Goal> Could you revise these lines so that "single spaces" becomes "one space" in every one of them, leaving everything else unchanged?

Extracted material>
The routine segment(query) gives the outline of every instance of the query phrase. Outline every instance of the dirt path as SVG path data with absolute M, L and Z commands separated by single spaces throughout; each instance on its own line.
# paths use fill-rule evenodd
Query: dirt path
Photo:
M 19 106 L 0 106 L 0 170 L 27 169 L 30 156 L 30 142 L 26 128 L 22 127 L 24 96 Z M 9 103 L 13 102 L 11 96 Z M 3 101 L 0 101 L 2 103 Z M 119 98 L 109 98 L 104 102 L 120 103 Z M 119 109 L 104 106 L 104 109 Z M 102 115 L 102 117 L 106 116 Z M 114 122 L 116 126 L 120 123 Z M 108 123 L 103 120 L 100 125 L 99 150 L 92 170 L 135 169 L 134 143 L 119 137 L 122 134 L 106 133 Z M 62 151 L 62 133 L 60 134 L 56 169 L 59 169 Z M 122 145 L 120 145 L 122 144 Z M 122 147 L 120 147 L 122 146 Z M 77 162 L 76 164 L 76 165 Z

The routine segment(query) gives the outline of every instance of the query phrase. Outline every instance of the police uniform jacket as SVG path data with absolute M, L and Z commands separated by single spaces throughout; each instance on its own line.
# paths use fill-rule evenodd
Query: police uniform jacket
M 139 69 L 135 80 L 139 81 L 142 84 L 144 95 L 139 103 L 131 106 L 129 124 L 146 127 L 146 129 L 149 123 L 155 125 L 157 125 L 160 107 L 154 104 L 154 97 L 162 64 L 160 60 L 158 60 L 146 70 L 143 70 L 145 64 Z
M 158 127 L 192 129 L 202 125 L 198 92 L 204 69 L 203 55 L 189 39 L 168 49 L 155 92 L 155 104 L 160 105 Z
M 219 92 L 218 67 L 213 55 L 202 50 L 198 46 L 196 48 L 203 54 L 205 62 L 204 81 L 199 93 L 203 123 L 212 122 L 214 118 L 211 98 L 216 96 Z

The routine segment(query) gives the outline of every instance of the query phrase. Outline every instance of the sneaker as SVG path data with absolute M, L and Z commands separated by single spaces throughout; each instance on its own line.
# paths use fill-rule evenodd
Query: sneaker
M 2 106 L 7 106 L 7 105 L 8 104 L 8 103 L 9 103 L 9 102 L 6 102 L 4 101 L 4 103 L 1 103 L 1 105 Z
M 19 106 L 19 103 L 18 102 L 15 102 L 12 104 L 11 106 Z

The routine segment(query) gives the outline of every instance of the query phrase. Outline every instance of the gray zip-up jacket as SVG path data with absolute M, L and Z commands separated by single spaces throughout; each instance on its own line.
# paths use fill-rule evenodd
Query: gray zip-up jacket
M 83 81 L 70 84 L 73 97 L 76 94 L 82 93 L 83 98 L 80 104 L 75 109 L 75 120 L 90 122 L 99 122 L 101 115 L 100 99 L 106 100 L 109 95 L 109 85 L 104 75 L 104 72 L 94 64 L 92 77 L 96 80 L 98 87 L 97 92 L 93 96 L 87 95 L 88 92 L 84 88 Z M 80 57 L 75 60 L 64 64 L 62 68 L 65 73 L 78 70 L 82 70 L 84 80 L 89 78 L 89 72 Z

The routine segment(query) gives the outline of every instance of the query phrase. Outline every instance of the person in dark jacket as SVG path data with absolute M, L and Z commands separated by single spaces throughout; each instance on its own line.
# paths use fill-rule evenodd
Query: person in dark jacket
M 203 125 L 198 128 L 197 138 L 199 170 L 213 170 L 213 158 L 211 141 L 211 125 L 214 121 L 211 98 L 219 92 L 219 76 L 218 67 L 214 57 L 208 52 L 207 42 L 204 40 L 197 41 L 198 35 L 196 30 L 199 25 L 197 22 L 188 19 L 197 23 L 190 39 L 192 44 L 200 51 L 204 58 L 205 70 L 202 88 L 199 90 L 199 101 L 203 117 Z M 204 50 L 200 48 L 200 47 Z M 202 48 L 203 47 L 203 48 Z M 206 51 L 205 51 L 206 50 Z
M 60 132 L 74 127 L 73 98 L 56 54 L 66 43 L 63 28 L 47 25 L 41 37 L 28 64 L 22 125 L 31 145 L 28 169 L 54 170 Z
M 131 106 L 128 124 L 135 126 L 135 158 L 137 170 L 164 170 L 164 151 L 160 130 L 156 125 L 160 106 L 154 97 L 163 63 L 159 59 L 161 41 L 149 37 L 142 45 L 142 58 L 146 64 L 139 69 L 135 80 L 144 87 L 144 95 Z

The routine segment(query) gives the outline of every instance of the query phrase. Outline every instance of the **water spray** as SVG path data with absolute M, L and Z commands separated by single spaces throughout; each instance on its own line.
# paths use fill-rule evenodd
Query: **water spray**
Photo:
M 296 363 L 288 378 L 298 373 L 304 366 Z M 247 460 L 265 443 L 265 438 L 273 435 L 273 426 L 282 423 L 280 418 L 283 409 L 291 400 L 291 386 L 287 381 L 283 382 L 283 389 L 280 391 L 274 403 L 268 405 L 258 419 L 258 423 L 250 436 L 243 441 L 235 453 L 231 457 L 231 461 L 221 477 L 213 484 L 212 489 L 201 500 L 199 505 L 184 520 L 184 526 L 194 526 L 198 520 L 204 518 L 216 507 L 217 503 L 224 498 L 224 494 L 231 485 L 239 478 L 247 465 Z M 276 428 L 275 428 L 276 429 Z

Worked solution>
The routine segment(query) gives the outline of every instance of the query phrase. Outline every instance of the dirt path as SVG path data with absolute M, L and Z commands separated by one space throughout; each instance on its own line.
# paths use fill-rule evenodd
Query: dirt path
Photo:
M 19 106 L 0 106 L 0 170 L 27 169 L 30 156 L 30 142 L 26 128 L 22 127 L 24 96 Z M 9 103 L 13 102 L 11 96 Z M 3 101 L 0 101 L 2 103 Z M 119 98 L 109 98 L 104 102 L 120 103 Z M 119 109 L 104 106 L 104 109 Z M 102 115 L 102 117 L 106 116 Z M 114 122 L 116 126 L 120 123 Z M 108 123 L 103 120 L 100 125 L 99 150 L 92 170 L 135 169 L 134 143 L 119 137 L 122 134 L 106 133 Z M 62 151 L 62 133 L 60 134 L 56 169 L 59 169 Z M 122 145 L 120 145 L 122 144 Z M 122 147 L 120 147 L 122 146 Z M 77 162 L 76 164 L 76 165 Z

The routine segment(query) gives the outline of every instance of the query phrase. Outline every instance of the police uniform jacket as SVG path data with absolute M, L and Z commands separated by one space throughout; each instance on its own line.
# paths use fill-rule evenodd
Query: police uniform jacket
M 139 69 L 135 80 L 139 81 L 142 84 L 144 95 L 139 103 L 131 106 L 129 124 L 146 127 L 146 129 L 149 123 L 155 125 L 157 125 L 160 107 L 154 104 L 154 97 L 162 64 L 160 60 L 158 60 L 146 70 L 143 70 L 145 64 Z
M 158 127 L 192 129 L 202 125 L 198 92 L 204 69 L 203 55 L 189 39 L 168 49 L 155 92 L 155 104 L 160 105 Z
M 219 92 L 218 67 L 213 55 L 202 50 L 198 46 L 196 48 L 203 54 L 205 62 L 204 81 L 199 93 L 203 123 L 212 122 L 214 118 L 211 98 L 216 96 Z

The routine segment(query) gives the outline of every instance of the query phrase. Outline every instance of the sneaker as SVG path data with absolute M, L and Z commands separated by one space throughout; each instance on its own line.
# paths use fill-rule evenodd
Query: sneaker
M 2 106 L 7 106 L 7 105 L 8 104 L 8 103 L 9 103 L 9 102 L 6 102 L 4 101 L 4 103 L 1 103 L 1 105 Z
M 19 106 L 19 103 L 18 102 L 15 102 L 12 104 L 11 106 Z

The routine segment(query) gives the outline of every instance of the query phrase. Outline every instance of the gray zip-up jacket as SVG path data with absolute M, L and Z commands separated by one space throughout; each instance on its own line.
# paths use fill-rule evenodd
Query: gray zip-up jacket
M 83 81 L 70 84 L 73 97 L 76 94 L 82 93 L 83 98 L 80 104 L 75 109 L 75 120 L 90 122 L 99 122 L 101 115 L 100 99 L 106 100 L 109 95 L 109 85 L 104 75 L 104 72 L 94 64 L 92 77 L 96 80 L 98 87 L 97 92 L 93 96 L 87 95 L 88 92 L 84 88 Z M 80 57 L 75 60 L 64 64 L 62 68 L 65 73 L 78 70 L 82 70 L 84 80 L 89 78 L 89 72 Z

The routine segment(query) gives the outline of every instance of the query phrase. Outline every instance of the person in dark jacket as SVG path data with absolute M, L and Z commands separated by one space throughout; each instance on its own line.
# paths use fill-rule evenodd
Query: person in dark jacket
M 203 125 L 198 128 L 197 138 L 199 170 L 213 170 L 213 158 L 211 141 L 211 125 L 214 121 L 211 98 L 219 92 L 219 76 L 218 67 L 214 57 L 208 52 L 207 42 L 204 40 L 197 41 L 198 35 L 196 30 L 199 25 L 197 22 L 188 19 L 197 23 L 190 39 L 192 44 L 200 51 L 204 58 L 205 70 L 202 88 L 199 90 L 199 101 L 203 117 Z M 204 50 L 200 48 L 200 47 Z M 202 48 L 203 47 L 203 48 Z M 206 51 L 205 51 L 206 50 Z
M 60 132 L 74 127 L 73 98 L 56 54 L 66 43 L 63 28 L 47 25 L 41 37 L 28 64 L 22 125 L 31 145 L 28 169 L 54 170 Z
M 131 106 L 128 124 L 135 126 L 135 158 L 137 170 L 164 170 L 164 151 L 160 130 L 156 125 L 160 106 L 154 97 L 163 63 L 159 59 L 161 41 L 149 37 L 142 45 L 142 58 L 146 64 L 139 69 L 135 80 L 144 87 L 144 95 Z

The routine segment(query) gives the outline of every instance of the query phrase. Outline every instance of the **water spray** as SVG path data with absolute M, L and Z commands separated by one space throughout; each instance on its own line.
# paths use fill-rule evenodd
Query: **water spray**
Photo:
M 296 363 L 288 378 L 298 373 L 304 366 Z M 247 460 L 265 443 L 265 438 L 273 435 L 273 426 L 282 423 L 280 418 L 283 409 L 291 400 L 291 386 L 287 381 L 283 382 L 283 389 L 280 391 L 274 403 L 268 405 L 258 419 L 258 423 L 250 436 L 243 441 L 235 453 L 231 457 L 231 461 L 221 477 L 213 484 L 212 489 L 201 500 L 199 505 L 184 520 L 184 526 L 194 526 L 198 520 L 204 518 L 216 507 L 217 503 L 224 498 L 224 494 L 231 485 L 239 478 L 247 465 Z M 276 428 L 275 428 L 276 429 Z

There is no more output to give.